Where a line of the records contains the word "post", show that line.

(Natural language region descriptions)
>>>
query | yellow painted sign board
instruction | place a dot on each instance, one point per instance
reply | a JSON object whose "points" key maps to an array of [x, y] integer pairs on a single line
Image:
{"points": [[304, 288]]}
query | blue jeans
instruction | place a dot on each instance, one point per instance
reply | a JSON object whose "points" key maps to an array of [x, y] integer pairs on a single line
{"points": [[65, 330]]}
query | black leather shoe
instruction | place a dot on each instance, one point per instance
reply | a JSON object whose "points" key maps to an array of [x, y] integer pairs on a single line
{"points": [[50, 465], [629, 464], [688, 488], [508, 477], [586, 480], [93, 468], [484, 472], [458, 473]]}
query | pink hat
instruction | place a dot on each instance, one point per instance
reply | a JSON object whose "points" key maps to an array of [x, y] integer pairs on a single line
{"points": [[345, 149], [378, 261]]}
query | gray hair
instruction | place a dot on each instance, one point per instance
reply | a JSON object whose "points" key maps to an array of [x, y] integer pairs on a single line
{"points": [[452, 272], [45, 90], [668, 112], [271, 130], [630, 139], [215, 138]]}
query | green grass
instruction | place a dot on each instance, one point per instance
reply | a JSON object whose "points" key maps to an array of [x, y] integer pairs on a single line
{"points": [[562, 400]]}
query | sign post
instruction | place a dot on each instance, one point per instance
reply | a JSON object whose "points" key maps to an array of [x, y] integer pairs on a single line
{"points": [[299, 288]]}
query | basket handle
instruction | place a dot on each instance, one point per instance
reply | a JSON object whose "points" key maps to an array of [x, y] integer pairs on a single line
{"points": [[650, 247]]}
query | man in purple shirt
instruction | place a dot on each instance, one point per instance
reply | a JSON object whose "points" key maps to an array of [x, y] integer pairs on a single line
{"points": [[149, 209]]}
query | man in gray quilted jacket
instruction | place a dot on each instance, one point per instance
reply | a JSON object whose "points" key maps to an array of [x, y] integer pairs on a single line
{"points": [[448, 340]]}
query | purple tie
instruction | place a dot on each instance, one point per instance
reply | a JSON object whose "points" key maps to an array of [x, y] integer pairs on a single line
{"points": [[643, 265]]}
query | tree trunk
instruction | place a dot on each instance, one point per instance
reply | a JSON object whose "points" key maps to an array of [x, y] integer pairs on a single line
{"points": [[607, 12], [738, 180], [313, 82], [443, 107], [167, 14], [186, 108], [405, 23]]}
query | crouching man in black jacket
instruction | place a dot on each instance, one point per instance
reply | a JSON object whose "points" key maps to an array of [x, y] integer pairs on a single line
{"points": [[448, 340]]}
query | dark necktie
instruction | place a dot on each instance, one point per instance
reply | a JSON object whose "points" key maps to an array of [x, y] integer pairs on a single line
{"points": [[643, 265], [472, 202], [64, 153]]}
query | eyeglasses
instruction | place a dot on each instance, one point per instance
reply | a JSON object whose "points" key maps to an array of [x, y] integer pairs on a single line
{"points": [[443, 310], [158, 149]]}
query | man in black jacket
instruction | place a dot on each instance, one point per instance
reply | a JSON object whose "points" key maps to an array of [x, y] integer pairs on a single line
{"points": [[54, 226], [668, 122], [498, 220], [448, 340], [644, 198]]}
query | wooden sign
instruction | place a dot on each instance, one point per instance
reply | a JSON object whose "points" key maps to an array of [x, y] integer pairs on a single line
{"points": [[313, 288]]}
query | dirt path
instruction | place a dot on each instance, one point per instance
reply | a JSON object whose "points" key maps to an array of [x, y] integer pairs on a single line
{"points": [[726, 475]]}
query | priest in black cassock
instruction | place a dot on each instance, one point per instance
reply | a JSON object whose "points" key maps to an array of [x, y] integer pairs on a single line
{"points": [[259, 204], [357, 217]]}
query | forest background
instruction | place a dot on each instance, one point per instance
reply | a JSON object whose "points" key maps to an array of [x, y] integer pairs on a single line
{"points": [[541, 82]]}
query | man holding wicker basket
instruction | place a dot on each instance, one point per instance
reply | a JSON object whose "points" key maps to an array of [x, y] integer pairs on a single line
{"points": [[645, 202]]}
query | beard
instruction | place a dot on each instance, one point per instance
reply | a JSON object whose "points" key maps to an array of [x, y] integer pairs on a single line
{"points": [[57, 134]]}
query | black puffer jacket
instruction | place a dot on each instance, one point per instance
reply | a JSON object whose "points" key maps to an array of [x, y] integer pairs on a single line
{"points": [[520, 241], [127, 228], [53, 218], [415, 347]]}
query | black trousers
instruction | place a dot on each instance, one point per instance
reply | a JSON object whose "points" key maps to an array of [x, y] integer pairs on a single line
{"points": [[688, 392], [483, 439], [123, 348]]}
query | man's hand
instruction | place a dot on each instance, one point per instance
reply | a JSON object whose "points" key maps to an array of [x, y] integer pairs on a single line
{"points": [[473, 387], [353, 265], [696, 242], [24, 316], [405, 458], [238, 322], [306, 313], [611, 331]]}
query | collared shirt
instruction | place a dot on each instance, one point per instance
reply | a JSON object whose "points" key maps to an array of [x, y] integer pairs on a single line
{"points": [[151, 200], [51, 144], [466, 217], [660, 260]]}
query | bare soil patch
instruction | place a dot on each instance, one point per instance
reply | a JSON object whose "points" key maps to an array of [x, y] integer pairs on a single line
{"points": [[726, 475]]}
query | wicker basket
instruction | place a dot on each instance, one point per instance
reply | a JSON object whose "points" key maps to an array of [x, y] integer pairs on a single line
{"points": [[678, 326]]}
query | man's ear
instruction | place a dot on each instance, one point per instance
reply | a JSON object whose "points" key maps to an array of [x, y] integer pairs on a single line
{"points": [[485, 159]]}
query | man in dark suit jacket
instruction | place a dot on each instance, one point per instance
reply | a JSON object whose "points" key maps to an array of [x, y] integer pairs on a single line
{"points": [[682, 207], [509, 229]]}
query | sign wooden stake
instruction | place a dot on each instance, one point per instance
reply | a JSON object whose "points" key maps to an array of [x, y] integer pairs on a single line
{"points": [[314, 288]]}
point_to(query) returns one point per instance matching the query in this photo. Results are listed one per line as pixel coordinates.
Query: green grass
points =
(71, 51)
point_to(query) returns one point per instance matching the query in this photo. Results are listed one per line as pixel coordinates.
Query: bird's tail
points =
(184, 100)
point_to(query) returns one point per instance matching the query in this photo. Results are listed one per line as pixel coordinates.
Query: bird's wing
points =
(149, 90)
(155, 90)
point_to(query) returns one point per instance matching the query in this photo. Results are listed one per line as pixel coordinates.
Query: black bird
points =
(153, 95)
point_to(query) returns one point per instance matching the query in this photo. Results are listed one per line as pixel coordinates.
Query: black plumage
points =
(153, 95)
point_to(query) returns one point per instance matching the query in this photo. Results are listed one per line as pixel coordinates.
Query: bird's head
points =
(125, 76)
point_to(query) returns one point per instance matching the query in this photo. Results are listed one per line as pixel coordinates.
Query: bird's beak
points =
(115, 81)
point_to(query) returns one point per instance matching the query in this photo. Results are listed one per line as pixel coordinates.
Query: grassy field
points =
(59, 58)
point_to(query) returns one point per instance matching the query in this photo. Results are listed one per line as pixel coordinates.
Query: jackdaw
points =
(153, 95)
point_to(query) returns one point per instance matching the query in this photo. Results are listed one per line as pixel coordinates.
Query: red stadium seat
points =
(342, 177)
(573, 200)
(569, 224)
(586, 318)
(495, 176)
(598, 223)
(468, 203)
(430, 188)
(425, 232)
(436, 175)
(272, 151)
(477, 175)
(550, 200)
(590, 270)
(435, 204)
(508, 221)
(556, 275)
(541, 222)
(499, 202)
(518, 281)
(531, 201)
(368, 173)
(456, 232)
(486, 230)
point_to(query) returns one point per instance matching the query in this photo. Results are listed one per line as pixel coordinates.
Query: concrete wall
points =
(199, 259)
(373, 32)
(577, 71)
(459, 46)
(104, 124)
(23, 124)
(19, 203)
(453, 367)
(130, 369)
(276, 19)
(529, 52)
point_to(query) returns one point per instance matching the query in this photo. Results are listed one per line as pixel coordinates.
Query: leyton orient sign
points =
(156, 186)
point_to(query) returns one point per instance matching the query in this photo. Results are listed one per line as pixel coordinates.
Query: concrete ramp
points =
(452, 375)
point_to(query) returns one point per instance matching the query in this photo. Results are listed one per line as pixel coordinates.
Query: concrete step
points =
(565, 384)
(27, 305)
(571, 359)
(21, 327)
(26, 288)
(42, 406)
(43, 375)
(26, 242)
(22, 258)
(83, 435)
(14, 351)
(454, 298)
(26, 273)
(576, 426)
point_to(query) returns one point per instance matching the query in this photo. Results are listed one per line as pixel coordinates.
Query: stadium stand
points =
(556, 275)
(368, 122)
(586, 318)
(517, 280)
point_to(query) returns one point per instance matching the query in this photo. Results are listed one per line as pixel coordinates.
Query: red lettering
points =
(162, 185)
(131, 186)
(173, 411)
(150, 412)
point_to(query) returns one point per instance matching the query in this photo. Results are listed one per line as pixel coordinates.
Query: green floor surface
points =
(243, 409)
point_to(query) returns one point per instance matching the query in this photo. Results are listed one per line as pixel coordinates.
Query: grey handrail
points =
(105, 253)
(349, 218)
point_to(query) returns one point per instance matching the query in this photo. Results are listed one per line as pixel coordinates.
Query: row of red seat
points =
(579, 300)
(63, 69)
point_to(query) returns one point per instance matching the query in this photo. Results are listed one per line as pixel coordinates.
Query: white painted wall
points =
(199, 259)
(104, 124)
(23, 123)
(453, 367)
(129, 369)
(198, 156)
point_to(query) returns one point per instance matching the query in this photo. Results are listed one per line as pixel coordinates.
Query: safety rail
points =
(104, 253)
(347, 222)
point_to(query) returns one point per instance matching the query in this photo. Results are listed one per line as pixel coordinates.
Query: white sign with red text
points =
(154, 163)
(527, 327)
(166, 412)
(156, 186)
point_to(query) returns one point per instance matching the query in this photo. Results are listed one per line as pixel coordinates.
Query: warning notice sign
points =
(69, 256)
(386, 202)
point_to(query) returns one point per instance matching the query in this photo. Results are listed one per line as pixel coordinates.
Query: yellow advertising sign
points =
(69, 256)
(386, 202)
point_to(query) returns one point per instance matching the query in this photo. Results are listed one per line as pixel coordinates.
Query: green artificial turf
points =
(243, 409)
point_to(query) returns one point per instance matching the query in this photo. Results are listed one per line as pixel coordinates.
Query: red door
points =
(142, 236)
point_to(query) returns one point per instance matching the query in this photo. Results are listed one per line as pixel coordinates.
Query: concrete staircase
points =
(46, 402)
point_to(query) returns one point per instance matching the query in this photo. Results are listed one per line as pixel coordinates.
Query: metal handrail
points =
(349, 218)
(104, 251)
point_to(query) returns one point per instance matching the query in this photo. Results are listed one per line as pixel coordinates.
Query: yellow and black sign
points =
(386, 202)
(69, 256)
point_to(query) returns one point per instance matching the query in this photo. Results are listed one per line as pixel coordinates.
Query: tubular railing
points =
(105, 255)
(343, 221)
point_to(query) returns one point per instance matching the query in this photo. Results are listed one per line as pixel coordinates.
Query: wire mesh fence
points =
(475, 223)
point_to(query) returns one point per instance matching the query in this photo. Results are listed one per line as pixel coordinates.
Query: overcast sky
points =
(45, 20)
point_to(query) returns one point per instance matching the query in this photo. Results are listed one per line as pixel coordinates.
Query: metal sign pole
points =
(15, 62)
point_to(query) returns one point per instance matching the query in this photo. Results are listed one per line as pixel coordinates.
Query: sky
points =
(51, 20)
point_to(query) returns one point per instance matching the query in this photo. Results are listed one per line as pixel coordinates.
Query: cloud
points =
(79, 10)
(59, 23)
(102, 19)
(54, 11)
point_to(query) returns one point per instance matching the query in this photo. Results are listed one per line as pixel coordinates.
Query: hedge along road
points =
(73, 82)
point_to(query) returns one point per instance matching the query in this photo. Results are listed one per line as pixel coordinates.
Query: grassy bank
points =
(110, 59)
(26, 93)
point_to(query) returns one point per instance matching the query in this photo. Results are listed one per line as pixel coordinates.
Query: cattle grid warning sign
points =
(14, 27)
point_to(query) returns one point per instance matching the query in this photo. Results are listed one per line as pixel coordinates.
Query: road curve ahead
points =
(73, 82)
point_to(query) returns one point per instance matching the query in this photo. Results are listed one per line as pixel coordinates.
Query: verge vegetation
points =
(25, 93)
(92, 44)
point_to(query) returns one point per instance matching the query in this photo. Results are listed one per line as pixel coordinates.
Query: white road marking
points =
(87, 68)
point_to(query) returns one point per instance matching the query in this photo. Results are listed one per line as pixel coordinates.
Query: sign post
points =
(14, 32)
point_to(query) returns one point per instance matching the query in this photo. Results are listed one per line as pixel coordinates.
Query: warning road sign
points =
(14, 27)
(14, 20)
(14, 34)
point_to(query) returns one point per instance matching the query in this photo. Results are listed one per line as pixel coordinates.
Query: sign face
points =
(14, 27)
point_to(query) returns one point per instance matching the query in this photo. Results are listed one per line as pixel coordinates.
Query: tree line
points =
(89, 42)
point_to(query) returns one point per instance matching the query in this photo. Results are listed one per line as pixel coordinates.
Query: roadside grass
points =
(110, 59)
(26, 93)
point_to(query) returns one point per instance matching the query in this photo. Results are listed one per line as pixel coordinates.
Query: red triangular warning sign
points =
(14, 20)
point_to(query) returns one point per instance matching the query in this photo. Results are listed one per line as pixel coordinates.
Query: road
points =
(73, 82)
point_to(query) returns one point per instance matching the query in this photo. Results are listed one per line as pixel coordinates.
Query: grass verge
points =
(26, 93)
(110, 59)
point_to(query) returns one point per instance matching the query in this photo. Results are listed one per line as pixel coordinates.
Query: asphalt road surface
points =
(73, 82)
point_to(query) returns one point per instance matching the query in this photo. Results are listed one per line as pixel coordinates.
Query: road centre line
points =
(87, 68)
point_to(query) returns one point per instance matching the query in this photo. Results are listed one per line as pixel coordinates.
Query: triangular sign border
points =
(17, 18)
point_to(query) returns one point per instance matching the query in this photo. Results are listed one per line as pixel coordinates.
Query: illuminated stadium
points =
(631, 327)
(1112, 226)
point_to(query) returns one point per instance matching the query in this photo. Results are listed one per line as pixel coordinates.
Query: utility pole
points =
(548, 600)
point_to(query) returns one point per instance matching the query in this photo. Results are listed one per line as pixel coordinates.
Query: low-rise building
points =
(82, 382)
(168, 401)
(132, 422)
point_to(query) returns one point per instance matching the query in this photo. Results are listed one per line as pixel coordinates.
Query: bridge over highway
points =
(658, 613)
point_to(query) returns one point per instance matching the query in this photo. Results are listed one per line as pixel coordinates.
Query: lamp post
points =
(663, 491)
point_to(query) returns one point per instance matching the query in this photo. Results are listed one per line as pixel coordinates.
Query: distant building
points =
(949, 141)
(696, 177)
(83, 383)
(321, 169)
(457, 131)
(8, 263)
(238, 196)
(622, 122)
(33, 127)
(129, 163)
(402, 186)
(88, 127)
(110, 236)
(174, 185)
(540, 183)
<<<
** RESPONSE BELOW **
query | sign post
Query: sign post
Query: lamp post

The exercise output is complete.